Obiettivi:
(a) Modifica il testo sul Princess Albertina nel tratto che parte da "Gonzo tra le" e arriva a "il suo corpo.", riscrivendolo con "quaderno" al posto di "taccuino".
(b) Riprendi il testo sul Princess Albertina e proseguilo dal punto in cui si ferma.

Testo da leggere:
----

La cicatrice invisibile
Una volta guarita ti resta dentro qualcosa che non vedrà mai la luce del sole, ma che cambia per sempre il modo in cui porti addosso il tuo sesso. È come una cicatrice clandestina, un tatuaggio invisibile, un ricordo della notte in cui hai deciso di bruciare i manuali di educazione sessuale e scrivere la tua autobiografia sul tuo corpo. Burroughs avrebbe parlato di “cut-up della carne”, un esperimento radicale tra dolore e desiderio. Il compianto Hunter S. Thompson diceva che “la libertà è qualcosa che si prende, non che ti regalano”. Vale anche per il sesso. Soprattutto per il sesso. Il Princess Albertina è questo.

Gonzo tra le gambe: il testimone scomodo
Io sono lì a fare da testimone scomodo con il mio taccuino mentale che si riempie di odori, sangue, risate isteriche e domande sul perché. Non è solo sesso, non è solo piacere. E’ cronaca. E’ politica. E’ un rito iniziatico che trasforma una ragazza comune in una guerrigliera della carne. Scrivere di piercing non rende giustizia: bisogna starci dentro, sentire il clangore dell’ago, guardare negli occhi chi decide di aprirsi come una ferita volontaria e di scrivere la sua storia con il suo corpo.

----

(Voci archiviate del dataset)
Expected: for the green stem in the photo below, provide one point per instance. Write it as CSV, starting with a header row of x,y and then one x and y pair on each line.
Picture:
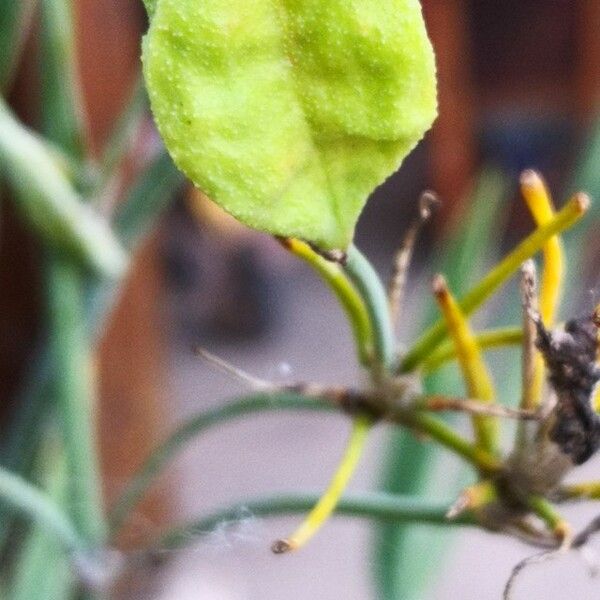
x,y
564,219
48,201
369,285
39,507
123,134
345,292
71,351
445,435
162,455
491,338
62,112
374,505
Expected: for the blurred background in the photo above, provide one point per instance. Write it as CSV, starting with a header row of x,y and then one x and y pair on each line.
x,y
519,87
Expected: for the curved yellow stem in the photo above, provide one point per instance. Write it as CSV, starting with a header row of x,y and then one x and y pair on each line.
x,y
539,202
477,378
347,295
328,501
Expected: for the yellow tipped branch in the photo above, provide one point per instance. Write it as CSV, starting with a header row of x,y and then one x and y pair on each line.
x,y
564,219
538,201
477,378
329,500
346,293
587,490
486,340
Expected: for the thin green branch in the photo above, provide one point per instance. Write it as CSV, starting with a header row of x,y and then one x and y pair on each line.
x,y
486,340
15,18
375,505
120,140
49,202
444,434
586,490
62,114
147,199
162,455
70,347
369,285
40,508
563,220
349,299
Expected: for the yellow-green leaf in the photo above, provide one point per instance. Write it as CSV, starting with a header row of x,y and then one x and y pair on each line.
x,y
288,113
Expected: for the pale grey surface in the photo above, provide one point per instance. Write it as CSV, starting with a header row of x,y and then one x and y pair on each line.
x,y
285,452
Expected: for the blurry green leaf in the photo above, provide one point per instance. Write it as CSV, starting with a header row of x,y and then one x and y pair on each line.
x,y
14,16
408,557
147,198
43,571
50,204
288,114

----

Soluzioni:
(a)
Gonzo tra le gambe: il testimone scomodo
Io sono lì a fare da testimone scomodo con il mio quaderno mentale che si riempie di odori, sangue, risate isteriche e domande sul perché. Non è solo sesso, non è solo piacere. E’ cronaca. E’ politica. E’ un rito iniziatico che trasforma una ragazza comune in una guerrigliera della carne. Scrivere di piercing non rende giustizia: bisogna starci dentro, sentire il clangore dell’ago, guardare negli occhi chi decide di aprirsi come una ferita volontaria e di scrivere la sua storia con il suo corpo.

(b)
Conclusione: Princess Albertina, l’anello che brucia
La Dani California esce dallo studio camminando piano, con un sorriso che mescola dolore e orgoglio. Io la seguo più ubriaco di prima. Ma non di alcol bensì per aver assistito ad un pezzo di rivoluzione privata. Il Princess Albertina non è mai stato mainstream e mai lo sarà. È un gioiello invisibile che brucia come un manifesto tascabile. È anarchia infilata nell’uretra, cronaca sporca di un mondo che ancora pensa che certe cose non si possano raccontare.